- _Data provided_:
┌──

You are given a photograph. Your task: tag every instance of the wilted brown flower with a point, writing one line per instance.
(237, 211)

└──
┌──

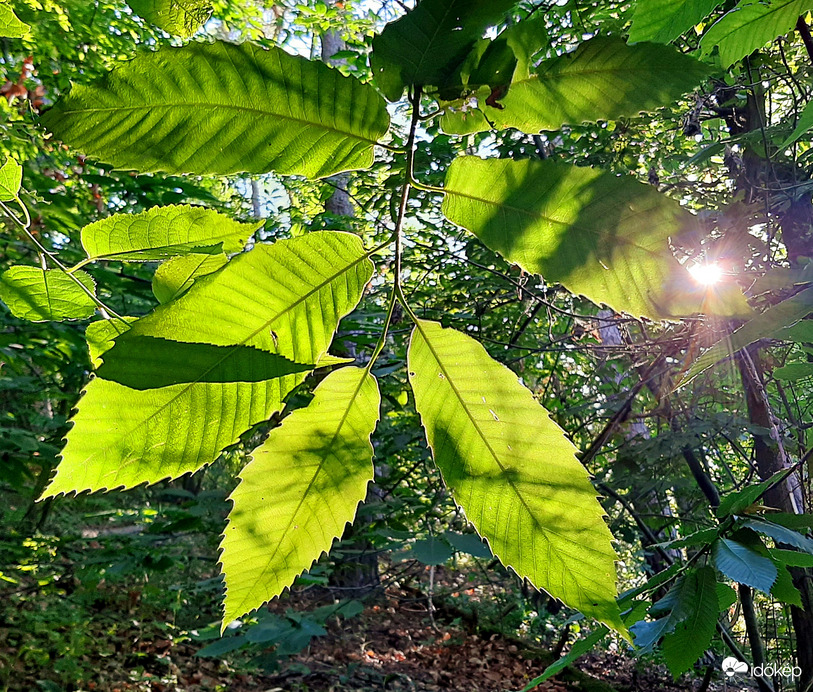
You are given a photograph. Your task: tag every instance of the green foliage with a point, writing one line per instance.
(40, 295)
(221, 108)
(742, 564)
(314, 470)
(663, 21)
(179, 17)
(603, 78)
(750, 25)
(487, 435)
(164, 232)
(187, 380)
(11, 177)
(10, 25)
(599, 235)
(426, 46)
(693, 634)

└──
┌──

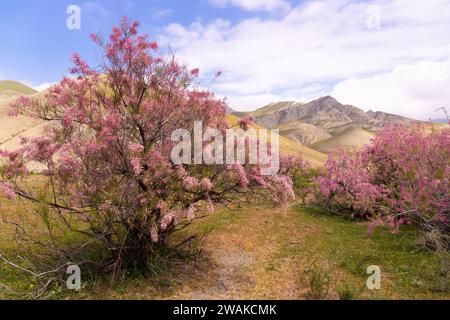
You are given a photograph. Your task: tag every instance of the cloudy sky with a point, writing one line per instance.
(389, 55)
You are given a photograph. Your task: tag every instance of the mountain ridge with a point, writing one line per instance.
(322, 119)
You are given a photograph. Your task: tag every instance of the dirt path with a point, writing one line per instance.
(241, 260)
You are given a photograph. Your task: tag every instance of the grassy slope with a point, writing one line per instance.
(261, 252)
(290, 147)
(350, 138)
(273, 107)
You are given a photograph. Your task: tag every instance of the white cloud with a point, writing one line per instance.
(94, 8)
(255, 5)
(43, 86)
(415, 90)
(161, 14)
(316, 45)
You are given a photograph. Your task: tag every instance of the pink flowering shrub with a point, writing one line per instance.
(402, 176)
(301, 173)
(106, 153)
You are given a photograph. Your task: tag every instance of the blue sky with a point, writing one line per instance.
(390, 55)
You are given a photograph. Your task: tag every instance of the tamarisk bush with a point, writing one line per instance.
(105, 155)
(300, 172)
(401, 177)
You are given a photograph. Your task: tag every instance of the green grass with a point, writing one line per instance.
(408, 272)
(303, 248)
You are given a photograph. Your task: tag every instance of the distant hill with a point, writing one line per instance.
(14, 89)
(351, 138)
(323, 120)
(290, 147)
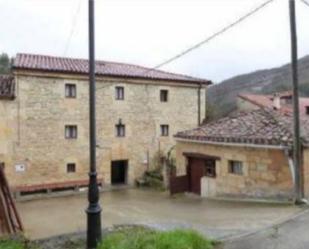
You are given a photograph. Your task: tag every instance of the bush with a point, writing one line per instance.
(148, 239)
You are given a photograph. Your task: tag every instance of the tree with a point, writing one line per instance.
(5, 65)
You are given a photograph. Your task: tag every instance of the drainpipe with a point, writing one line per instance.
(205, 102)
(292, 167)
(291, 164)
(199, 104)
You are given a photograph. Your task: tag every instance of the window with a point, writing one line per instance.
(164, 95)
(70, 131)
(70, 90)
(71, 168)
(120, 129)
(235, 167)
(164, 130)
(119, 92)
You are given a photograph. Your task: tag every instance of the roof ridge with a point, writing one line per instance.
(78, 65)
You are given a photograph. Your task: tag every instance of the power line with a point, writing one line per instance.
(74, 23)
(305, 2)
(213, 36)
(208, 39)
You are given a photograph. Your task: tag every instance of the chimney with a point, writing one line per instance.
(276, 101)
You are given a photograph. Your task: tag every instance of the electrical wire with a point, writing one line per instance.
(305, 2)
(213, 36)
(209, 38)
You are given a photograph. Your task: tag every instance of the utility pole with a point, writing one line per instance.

└──

- _Required work_: Please reproduce the records, starting at the line that has "of the electrical" and stopping after the line that has "of the utility". Offset every coordinate in the answers by adding 59 and leave all other wording unchanged.

- _Completed task_:
You are given a photograph. Your task: tag every instance of the electrical wire with a point, writing one line per instance.
(364, 61)
(272, 95)
(268, 97)
You are given a photograph. Your task: tag every instance of the utility pole with a point, writing one line per instance.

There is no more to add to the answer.